Sebbene nei primi anni si siano condivisi alcuni termini — «seconda benedizione», «santificazione» — comuni al lessico holiness, il pentecostalismo ne sovvertì rapidamente l’impianto teologico. Ciò che nell’etica wesleyana era inteso come perfezionamento morale divenne, nel risveglio pentecostale, δωρεά (dōreá) divina: dono gratuito, sovrano, disceso dall’alto, senza mediazione ascetica né condizionamento etico. Il lessico fu momentaneamente condiviso, ma la sintassi teologica risultò rivoluzionaria.

Il pentecostalismo trasfigurò i presupposti del il revival holiness, generando una nuova visione dello Spirito santo: non più “opera interiore” in vista della perfezione etica, ma potenza che abilita, distribuisce, trasforma e manda.

2. Demonizzazione e anatema: la reazione holiness

Lungi dall’accogliere con spirito fraterno il risveglio pentecostale, i principali esponenti del movimento holiness di orientamento wesleyano reagirono con crescente ostilità, culminata in anatemi espliciti e in vere e proprie campagne di demonizzazione. Il caso più emblematico è quello di Alma White, fondatrice della Pillar of Fire Church, che nel suo virulento libello Demons and Tongues (1910) attribuì il parlare in lingue a fenomeni di possessione demoniaca. William B. Godbey, figura molto influente nell’ambiente holiness, descrisse i pentecostali come «negromanti», «giocolieri dello spirito» e «emissari di Satana», accusandoli di spiritismo e seduzione occulta.

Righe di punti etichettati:
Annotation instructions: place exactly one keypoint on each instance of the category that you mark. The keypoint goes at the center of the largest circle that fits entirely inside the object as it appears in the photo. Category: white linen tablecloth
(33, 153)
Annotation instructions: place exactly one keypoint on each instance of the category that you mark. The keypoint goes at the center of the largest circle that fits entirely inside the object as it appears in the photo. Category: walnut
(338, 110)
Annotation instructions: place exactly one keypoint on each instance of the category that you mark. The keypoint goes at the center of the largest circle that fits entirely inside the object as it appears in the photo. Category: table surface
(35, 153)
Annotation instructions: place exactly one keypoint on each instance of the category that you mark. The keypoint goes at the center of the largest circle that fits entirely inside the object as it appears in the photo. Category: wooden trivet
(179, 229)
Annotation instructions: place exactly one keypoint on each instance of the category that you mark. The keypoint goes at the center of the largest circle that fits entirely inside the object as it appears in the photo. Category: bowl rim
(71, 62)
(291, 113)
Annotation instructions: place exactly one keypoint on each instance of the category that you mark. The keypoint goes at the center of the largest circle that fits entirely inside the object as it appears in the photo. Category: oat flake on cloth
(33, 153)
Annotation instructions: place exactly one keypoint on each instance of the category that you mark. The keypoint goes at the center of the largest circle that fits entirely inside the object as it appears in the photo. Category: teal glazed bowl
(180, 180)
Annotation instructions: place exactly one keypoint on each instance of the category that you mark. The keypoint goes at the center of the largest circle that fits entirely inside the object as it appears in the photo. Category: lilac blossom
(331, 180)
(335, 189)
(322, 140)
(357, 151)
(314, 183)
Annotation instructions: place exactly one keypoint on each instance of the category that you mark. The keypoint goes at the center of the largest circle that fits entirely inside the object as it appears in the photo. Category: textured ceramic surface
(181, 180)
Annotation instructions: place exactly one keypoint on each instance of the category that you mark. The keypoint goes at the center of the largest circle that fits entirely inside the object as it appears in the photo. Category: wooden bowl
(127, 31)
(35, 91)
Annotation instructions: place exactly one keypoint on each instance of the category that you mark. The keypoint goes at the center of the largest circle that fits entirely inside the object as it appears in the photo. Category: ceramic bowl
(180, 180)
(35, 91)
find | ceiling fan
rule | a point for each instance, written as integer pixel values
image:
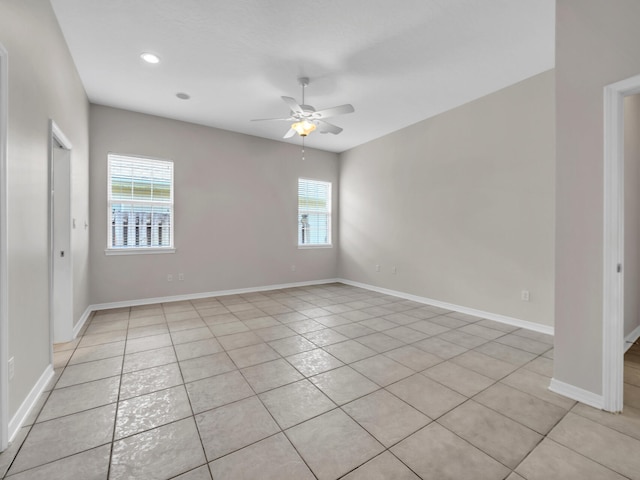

Consegna: Riporta parola per parola il passo del testo sul pentecostalismo che comincia con "Sebbene nei primi" e prosegue fino a "teologica risultò rivoluzionaria.".

Risposta:
Sebbene nei primi anni si siano condivisi alcuni termini — «seconda benedizione», «santificazione» — comuni al lessico holiness, il pentecostalismo ne sovvertì rapidamente l’impianto teologico. Ciò che nell’etica wesleyana era inteso come perfezionamento morale divenne, nel risveglio pentecostale, δωρεά (dōreá) divina: dono gratuito, sovrano, disceso dall’alto, senza mediazione ascetica né condizionamento etico. Il lessico fu momentaneamente condiviso, ma la sintassi teologica risultò rivoluzionaria.